TASK GOAL -> The expected output is the exact lines from the one containing "Query: railway track" through the end of the data, inclusive, and nothing else.

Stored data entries
*****

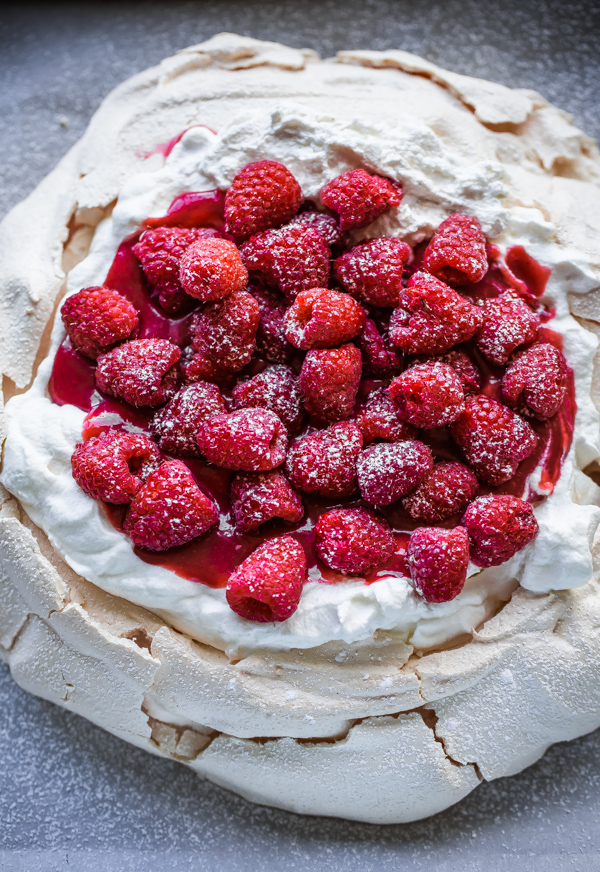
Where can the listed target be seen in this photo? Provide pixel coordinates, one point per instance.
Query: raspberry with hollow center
(142, 372)
(432, 317)
(388, 471)
(372, 270)
(508, 323)
(267, 586)
(263, 194)
(359, 197)
(535, 382)
(329, 381)
(353, 540)
(493, 439)
(98, 318)
(428, 395)
(457, 252)
(252, 440)
(260, 497)
(498, 527)
(112, 467)
(169, 509)
(275, 388)
(324, 462)
(211, 269)
(438, 561)
(321, 318)
(176, 425)
(225, 331)
(444, 491)
(294, 258)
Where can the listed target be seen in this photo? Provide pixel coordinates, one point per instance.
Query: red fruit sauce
(211, 558)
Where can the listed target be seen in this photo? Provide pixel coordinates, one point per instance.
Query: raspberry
(267, 586)
(260, 497)
(169, 509)
(493, 439)
(225, 331)
(508, 323)
(249, 439)
(378, 359)
(457, 252)
(535, 382)
(275, 388)
(387, 471)
(321, 318)
(96, 319)
(438, 561)
(176, 425)
(113, 467)
(444, 491)
(211, 269)
(324, 462)
(432, 317)
(271, 343)
(428, 395)
(372, 270)
(379, 419)
(294, 258)
(329, 381)
(262, 195)
(360, 198)
(498, 527)
(353, 540)
(142, 372)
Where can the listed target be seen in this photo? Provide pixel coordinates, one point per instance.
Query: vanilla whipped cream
(42, 436)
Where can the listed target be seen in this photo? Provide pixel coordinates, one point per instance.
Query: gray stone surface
(74, 797)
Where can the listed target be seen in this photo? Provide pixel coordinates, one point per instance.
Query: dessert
(373, 685)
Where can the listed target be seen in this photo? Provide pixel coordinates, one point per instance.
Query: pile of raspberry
(320, 361)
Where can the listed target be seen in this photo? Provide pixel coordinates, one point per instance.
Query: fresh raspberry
(275, 388)
(444, 491)
(457, 252)
(142, 372)
(225, 331)
(428, 395)
(508, 323)
(353, 540)
(438, 561)
(267, 586)
(271, 343)
(262, 496)
(329, 381)
(113, 467)
(262, 195)
(378, 358)
(431, 317)
(211, 269)
(321, 318)
(253, 440)
(324, 462)
(493, 439)
(176, 425)
(498, 527)
(388, 471)
(169, 509)
(324, 224)
(96, 319)
(379, 419)
(359, 198)
(294, 258)
(535, 382)
(372, 270)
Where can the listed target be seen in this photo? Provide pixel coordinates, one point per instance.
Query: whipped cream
(316, 148)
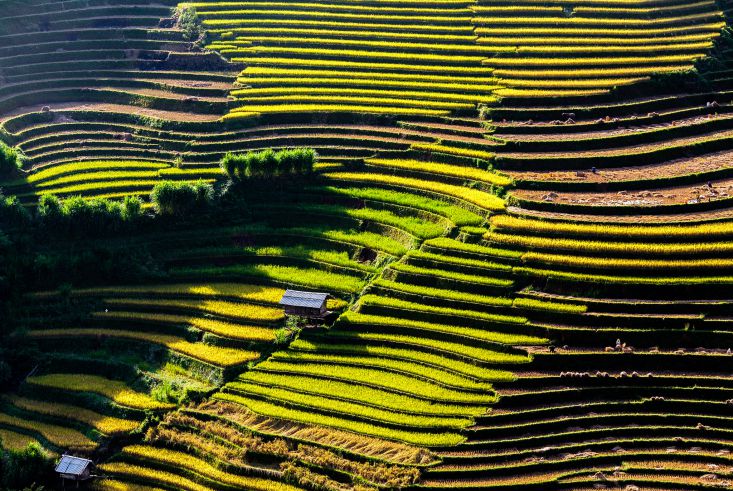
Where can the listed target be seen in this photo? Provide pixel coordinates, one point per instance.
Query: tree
(9, 158)
(180, 198)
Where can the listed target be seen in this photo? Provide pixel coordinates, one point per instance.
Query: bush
(269, 164)
(180, 198)
(10, 159)
(77, 216)
(13, 213)
(189, 23)
(19, 469)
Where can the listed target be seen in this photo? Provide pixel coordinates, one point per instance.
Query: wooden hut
(305, 304)
(75, 469)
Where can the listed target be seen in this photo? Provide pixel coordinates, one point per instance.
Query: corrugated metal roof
(72, 465)
(295, 298)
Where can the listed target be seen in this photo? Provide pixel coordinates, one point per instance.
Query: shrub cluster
(180, 198)
(269, 164)
(9, 158)
(19, 469)
(79, 217)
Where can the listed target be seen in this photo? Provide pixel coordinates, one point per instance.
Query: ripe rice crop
(241, 291)
(98, 176)
(220, 328)
(280, 84)
(710, 28)
(252, 102)
(468, 369)
(255, 110)
(230, 24)
(571, 73)
(401, 366)
(444, 169)
(605, 48)
(586, 246)
(366, 16)
(374, 66)
(359, 94)
(58, 435)
(460, 348)
(459, 216)
(635, 280)
(339, 258)
(107, 425)
(153, 476)
(452, 275)
(215, 355)
(352, 318)
(425, 291)
(563, 308)
(378, 378)
(415, 226)
(86, 166)
(559, 62)
(112, 389)
(441, 260)
(429, 45)
(592, 83)
(10, 440)
(473, 196)
(361, 54)
(311, 277)
(350, 409)
(114, 485)
(187, 461)
(589, 21)
(460, 151)
(458, 313)
(618, 263)
(547, 93)
(523, 225)
(370, 75)
(259, 33)
(308, 417)
(367, 395)
(456, 245)
(236, 310)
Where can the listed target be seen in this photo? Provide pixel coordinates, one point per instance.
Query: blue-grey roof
(295, 298)
(72, 465)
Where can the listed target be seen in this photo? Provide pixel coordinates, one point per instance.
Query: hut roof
(73, 466)
(295, 298)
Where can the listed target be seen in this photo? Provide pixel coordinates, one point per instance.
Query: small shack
(75, 469)
(305, 304)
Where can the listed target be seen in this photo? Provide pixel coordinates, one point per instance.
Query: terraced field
(520, 209)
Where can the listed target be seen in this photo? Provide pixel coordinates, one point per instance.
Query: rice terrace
(366, 245)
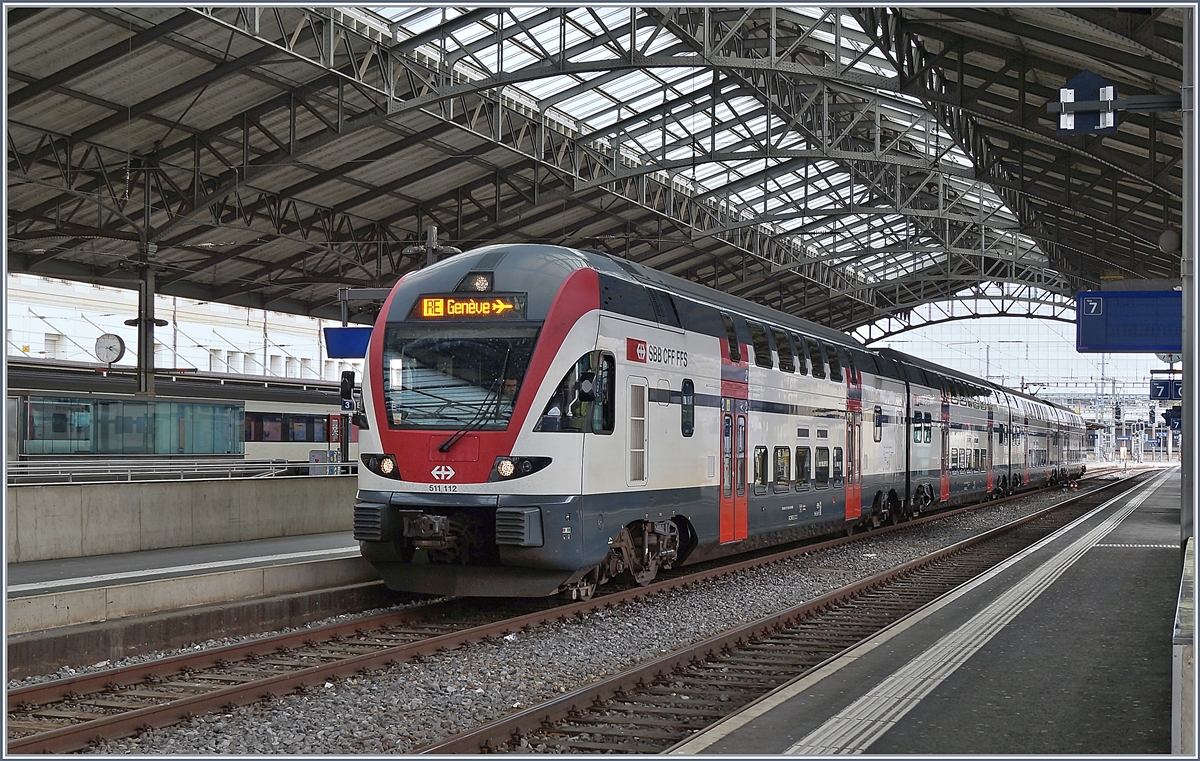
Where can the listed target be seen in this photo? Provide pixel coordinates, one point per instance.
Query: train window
(742, 455)
(783, 468)
(731, 339)
(253, 426)
(784, 346)
(445, 376)
(834, 364)
(822, 469)
(803, 467)
(801, 358)
(273, 427)
(761, 348)
(604, 408)
(637, 431)
(760, 469)
(727, 455)
(816, 357)
(688, 407)
(582, 400)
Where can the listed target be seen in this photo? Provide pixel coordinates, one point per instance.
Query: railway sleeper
(772, 665)
(601, 747)
(700, 690)
(669, 701)
(623, 730)
(636, 720)
(659, 709)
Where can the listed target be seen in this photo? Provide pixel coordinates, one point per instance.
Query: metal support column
(145, 324)
(1187, 265)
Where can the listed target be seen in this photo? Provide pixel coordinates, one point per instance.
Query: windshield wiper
(478, 420)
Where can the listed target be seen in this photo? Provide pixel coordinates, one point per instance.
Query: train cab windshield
(454, 376)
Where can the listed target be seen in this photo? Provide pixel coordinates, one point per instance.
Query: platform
(1066, 648)
(46, 594)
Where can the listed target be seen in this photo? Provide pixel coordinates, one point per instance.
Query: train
(539, 420)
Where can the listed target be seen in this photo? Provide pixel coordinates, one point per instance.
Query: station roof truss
(845, 166)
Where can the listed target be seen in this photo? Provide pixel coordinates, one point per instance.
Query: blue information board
(347, 342)
(1129, 321)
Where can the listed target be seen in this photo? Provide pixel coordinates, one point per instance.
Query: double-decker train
(539, 419)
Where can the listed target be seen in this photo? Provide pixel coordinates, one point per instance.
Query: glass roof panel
(669, 114)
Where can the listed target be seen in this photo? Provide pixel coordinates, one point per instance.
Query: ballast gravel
(411, 705)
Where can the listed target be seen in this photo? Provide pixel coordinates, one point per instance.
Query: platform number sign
(1165, 388)
(1129, 321)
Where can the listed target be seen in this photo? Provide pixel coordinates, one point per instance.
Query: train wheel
(582, 589)
(640, 550)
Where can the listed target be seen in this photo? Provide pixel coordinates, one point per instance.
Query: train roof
(538, 269)
(976, 383)
(46, 377)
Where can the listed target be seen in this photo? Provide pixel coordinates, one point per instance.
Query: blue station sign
(1165, 388)
(1129, 321)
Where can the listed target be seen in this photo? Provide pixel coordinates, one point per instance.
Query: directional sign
(1165, 388)
(1129, 321)
(473, 307)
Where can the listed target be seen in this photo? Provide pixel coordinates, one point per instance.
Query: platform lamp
(431, 247)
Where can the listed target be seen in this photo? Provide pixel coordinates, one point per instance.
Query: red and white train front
(469, 364)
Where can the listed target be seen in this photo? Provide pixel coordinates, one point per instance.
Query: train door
(735, 501)
(853, 437)
(943, 461)
(853, 472)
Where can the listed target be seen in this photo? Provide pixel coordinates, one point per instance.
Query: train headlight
(382, 465)
(516, 467)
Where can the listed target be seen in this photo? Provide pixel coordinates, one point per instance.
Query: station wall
(81, 520)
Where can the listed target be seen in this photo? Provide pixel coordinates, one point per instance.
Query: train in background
(539, 419)
(57, 409)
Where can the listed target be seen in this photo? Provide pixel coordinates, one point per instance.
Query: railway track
(69, 714)
(659, 705)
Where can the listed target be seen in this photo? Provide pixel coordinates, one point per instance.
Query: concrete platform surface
(66, 574)
(48, 594)
(1066, 648)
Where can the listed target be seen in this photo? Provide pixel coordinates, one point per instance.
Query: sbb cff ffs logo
(637, 351)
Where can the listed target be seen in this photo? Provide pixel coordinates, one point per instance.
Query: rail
(1183, 672)
(42, 473)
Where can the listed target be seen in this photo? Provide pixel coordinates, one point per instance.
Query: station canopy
(867, 168)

*****

ANSWER TO THE EXERCISE ->
Query: railway track
(69, 714)
(659, 705)
Where can the listed target be seen in this photo? Provide pixel coordinates, one point per instance.
Query: concrete platform surface
(66, 574)
(48, 594)
(1066, 648)
Where can the listed target be seen in this photo? Provide pixel coordinates, one point per instance.
Query: sbb cff ffs logo
(637, 351)
Where can the listed target be seen in this photo? Provide pixel coordinates, one point per instance.
Query: rail
(1183, 672)
(42, 473)
Where can the listed target be seen in this photo? Provide pixel coordinates, one point per instance.
Query: station canopy
(867, 168)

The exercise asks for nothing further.